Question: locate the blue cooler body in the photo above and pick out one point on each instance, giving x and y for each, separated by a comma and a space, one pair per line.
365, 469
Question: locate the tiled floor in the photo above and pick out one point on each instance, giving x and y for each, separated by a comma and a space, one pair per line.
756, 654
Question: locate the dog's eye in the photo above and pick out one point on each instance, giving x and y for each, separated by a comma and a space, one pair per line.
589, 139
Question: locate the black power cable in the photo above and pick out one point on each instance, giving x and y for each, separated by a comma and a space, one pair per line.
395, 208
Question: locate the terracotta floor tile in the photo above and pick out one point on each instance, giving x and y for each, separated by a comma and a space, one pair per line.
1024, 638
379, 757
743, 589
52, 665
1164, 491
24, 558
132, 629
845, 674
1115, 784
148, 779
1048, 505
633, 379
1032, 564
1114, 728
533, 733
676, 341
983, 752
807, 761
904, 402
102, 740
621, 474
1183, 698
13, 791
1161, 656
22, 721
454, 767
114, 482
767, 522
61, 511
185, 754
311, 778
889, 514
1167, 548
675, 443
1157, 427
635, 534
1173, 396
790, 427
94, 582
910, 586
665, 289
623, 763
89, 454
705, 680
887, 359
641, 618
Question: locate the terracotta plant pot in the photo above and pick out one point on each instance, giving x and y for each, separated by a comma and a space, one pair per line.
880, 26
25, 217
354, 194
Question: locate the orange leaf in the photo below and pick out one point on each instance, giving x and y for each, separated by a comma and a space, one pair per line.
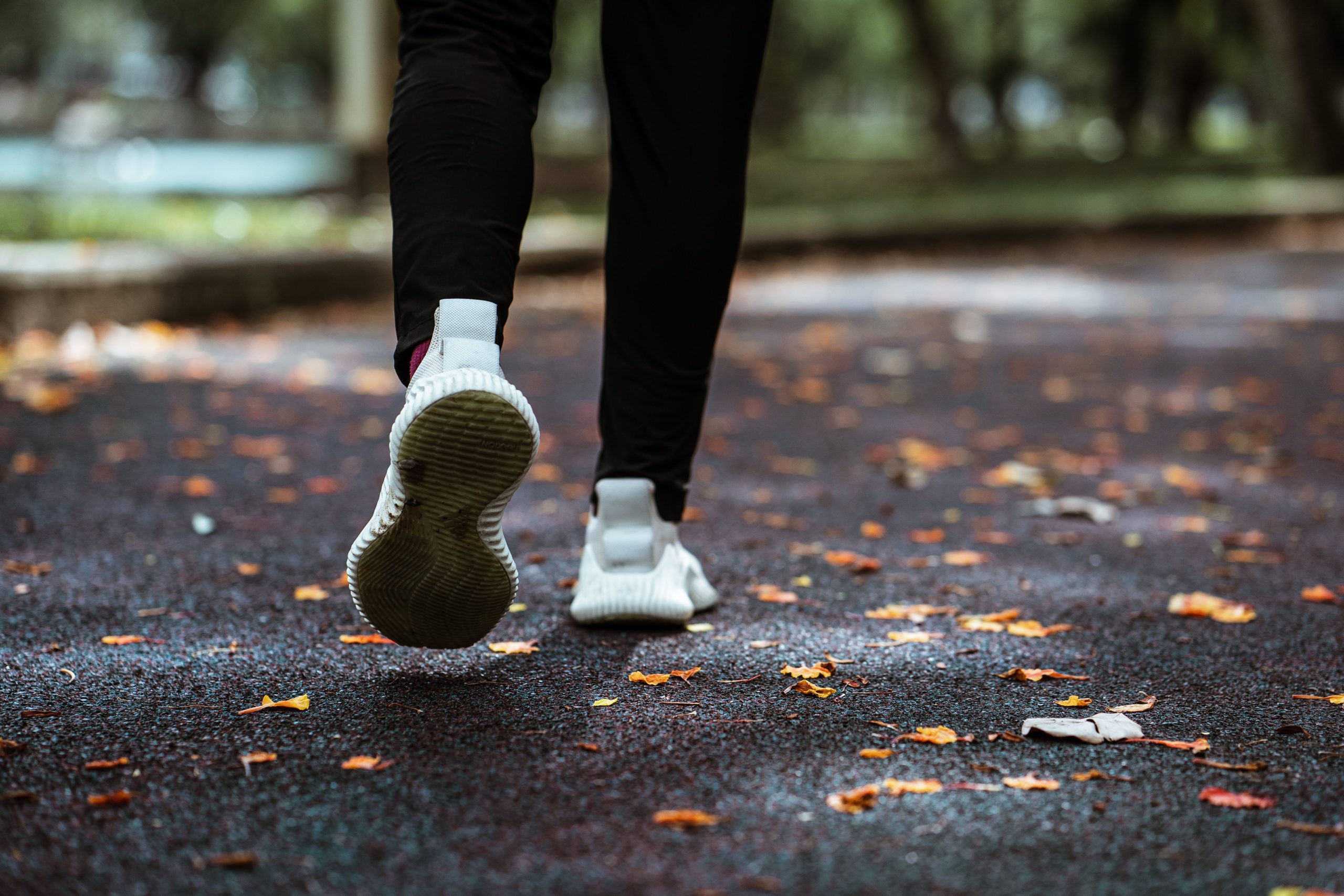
1232, 800
921, 786
1031, 782
365, 638
1033, 629
648, 680
114, 798
683, 818
855, 801
965, 558
366, 763
514, 647
916, 613
267, 703
107, 763
915, 637
940, 735
807, 687
1194, 746
1206, 605
1037, 675
1319, 593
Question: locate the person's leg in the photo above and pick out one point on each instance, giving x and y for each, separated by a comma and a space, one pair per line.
682, 78
432, 567
682, 81
460, 154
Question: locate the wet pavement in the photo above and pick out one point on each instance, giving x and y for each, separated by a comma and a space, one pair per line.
1218, 436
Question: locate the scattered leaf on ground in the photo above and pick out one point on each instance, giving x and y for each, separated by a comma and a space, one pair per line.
107, 763
1232, 800
514, 647
1206, 605
855, 801
683, 818
1031, 782
1037, 675
267, 703
1194, 746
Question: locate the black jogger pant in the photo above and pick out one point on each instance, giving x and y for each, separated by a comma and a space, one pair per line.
682, 80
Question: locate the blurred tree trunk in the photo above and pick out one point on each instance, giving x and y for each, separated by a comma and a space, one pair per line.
1299, 33
1131, 56
933, 57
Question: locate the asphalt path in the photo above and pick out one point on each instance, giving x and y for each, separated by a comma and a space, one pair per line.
490, 786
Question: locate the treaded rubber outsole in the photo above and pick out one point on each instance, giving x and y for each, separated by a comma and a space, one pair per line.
430, 579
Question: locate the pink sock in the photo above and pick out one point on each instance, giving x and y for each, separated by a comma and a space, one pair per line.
418, 355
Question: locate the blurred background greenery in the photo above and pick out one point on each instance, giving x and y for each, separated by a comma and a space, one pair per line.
260, 123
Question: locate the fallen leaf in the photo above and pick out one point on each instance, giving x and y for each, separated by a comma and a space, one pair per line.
683, 818
1136, 707
921, 786
855, 801
1319, 593
514, 647
1230, 766
267, 703
1033, 629
1206, 605
648, 680
939, 735
1037, 675
816, 671
1031, 782
366, 763
1221, 797
107, 763
915, 637
916, 613
366, 638
808, 688
988, 621
114, 798
1194, 746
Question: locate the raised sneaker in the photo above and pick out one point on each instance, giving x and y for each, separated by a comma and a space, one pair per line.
432, 568
635, 567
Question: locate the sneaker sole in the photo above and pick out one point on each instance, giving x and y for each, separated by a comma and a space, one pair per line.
441, 575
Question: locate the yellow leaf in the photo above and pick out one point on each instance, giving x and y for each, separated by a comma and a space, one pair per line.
267, 703
683, 818
1031, 782
514, 647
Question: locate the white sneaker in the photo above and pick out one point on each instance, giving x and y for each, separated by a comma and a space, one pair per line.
634, 566
432, 568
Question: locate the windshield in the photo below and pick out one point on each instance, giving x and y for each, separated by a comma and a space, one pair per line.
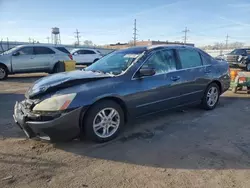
116, 62
9, 51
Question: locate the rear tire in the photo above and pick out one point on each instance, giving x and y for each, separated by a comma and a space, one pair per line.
248, 66
211, 97
3, 72
59, 67
103, 121
95, 60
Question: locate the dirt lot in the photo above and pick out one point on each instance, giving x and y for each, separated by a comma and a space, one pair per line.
189, 148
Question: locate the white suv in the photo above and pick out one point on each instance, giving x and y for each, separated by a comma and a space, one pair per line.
85, 56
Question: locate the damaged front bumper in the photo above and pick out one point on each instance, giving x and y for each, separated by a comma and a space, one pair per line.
62, 126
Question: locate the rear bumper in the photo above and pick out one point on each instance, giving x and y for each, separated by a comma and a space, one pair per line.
237, 64
62, 127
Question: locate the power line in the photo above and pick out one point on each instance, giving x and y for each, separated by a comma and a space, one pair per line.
135, 33
185, 36
77, 37
227, 37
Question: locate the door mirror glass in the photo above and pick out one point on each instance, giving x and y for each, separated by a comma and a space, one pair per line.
146, 72
16, 54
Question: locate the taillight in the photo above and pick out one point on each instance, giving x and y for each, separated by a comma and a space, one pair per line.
242, 79
70, 56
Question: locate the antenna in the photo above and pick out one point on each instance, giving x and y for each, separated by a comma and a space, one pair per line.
48, 39
185, 36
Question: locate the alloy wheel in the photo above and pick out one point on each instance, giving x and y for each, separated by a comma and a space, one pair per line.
212, 96
248, 67
106, 122
2, 73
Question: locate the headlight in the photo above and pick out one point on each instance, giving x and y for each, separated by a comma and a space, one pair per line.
55, 103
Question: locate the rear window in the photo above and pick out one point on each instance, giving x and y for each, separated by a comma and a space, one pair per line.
62, 49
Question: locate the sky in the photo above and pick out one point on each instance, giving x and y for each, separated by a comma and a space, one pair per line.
111, 21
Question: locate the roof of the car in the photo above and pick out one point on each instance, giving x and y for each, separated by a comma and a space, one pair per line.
155, 47
40, 45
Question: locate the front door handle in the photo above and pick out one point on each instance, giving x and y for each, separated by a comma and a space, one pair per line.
208, 71
175, 78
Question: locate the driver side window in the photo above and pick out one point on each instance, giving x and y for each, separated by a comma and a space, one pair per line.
26, 51
161, 61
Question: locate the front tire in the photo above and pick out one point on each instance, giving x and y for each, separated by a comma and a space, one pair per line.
211, 97
103, 121
3, 72
95, 60
59, 67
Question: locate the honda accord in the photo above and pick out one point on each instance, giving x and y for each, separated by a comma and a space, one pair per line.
98, 101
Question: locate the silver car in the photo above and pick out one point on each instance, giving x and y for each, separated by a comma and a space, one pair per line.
32, 58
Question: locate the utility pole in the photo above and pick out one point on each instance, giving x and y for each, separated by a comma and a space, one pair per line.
185, 36
48, 39
135, 33
77, 37
227, 37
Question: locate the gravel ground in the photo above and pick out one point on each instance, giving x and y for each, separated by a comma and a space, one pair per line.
184, 148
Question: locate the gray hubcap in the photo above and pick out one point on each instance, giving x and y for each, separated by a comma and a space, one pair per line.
212, 96
106, 122
2, 73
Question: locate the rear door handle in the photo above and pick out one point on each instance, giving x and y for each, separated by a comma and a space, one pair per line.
175, 78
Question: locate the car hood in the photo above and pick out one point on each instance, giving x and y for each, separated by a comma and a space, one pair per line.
63, 80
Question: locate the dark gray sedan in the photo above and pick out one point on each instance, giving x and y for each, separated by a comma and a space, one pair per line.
97, 101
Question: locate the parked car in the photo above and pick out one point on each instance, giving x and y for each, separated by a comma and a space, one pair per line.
238, 58
32, 58
98, 100
86, 56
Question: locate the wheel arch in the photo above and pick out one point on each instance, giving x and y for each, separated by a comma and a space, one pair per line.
116, 99
2, 64
218, 83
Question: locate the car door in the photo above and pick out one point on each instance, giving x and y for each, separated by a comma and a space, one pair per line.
160, 91
44, 57
23, 59
192, 73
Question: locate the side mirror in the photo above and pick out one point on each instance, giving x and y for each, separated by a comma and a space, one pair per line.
146, 72
16, 54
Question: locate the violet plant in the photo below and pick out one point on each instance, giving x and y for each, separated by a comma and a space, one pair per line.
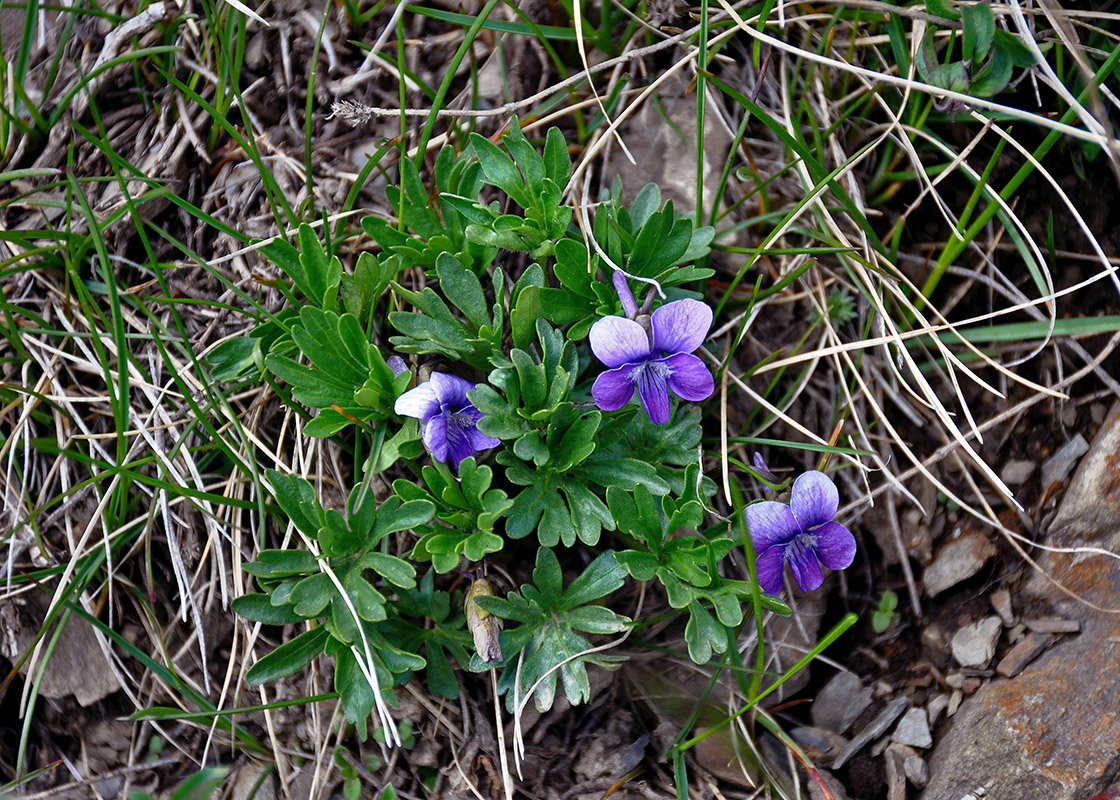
519, 447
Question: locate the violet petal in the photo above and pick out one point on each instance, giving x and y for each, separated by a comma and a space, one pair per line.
420, 402
617, 341
458, 439
688, 378
478, 439
681, 326
613, 389
836, 546
771, 523
770, 565
435, 436
806, 569
450, 390
653, 390
814, 499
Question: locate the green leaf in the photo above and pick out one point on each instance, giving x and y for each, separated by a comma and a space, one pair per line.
296, 499
1022, 56
942, 8
313, 594
557, 160
702, 634
354, 691
995, 75
288, 658
258, 607
501, 171
393, 569
602, 576
547, 575
979, 30
282, 564
462, 288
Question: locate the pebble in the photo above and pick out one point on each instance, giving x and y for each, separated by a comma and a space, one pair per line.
896, 777
840, 703
914, 729
1017, 473
1091, 507
1051, 732
973, 645
1023, 653
1001, 603
820, 744
935, 707
916, 771
1058, 465
954, 703
1053, 624
874, 729
958, 560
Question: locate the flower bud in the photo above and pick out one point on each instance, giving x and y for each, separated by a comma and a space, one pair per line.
483, 625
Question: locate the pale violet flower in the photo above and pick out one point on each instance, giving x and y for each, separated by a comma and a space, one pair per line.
655, 362
449, 420
802, 535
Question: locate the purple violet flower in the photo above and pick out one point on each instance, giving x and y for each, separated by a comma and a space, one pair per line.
801, 533
450, 421
653, 363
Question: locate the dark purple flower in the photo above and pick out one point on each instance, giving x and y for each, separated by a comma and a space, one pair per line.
653, 363
802, 535
450, 422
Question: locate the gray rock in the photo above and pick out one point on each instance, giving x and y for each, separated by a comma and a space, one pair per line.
974, 644
936, 707
917, 771
896, 778
1091, 505
1001, 603
876, 728
840, 703
1058, 465
1023, 653
1017, 473
958, 560
1051, 731
1053, 624
914, 729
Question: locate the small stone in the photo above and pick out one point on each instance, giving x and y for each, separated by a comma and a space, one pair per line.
958, 560
1090, 511
973, 645
1023, 653
914, 729
896, 777
820, 744
880, 689
873, 731
935, 707
1017, 473
1001, 603
954, 703
1058, 465
917, 771
1053, 624
840, 703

::::::::::

* **Stated task**: Extract every line from the one containing "Question: locate the pebble" through the last line of the data, inclusive, exactly as written.

* **Solution for this task**:
Question: locate the pebble in the photo above and pick out one point on each instance, giving x and y for each, separated by a comma and a space, one pair per line.
896, 777
840, 703
914, 729
1017, 473
1091, 507
1051, 732
973, 645
1023, 653
1001, 603
820, 744
935, 707
916, 771
1058, 465
954, 703
1053, 624
874, 729
958, 560
Question: locate the flower bud in the photo above and pick out one point on each instance, giving x and y for each, separated by a comma and a space, one pair per line.
483, 625
Question: locate the pale violet flower in the photo above and pick out one point on each instance, giving x and y for each, separated by a comma and a space, one pair per line.
655, 362
449, 420
802, 535
Question: locate the purple violet flower in the photo above and pick out one point on each instance, giving x and y for each, separated by a comma and a space, one pair per line.
801, 533
450, 421
653, 363
Question: locate the dark purple flower in the photo above and pick out one point on each instance, giving x and y for each, separated by a comma and a space, one pair per line.
653, 363
802, 535
450, 422
Question: locate the gray rock in the photo above and pick out one point on each instance, giving x and y for each, separated by a comma and a space, one pair per line.
974, 644
936, 707
917, 771
896, 778
1091, 505
1001, 603
876, 728
840, 703
1058, 465
1023, 653
1017, 473
958, 560
1051, 731
1053, 624
914, 729
Question: locate the small stone in the photo above and pick out one point on each instance, giving x and y for each, separated by a comma and a space, one pair per line.
958, 560
1090, 511
973, 645
1023, 653
914, 729
896, 777
820, 744
880, 689
873, 731
935, 707
1017, 473
1001, 603
954, 703
1058, 465
917, 771
1053, 624
840, 703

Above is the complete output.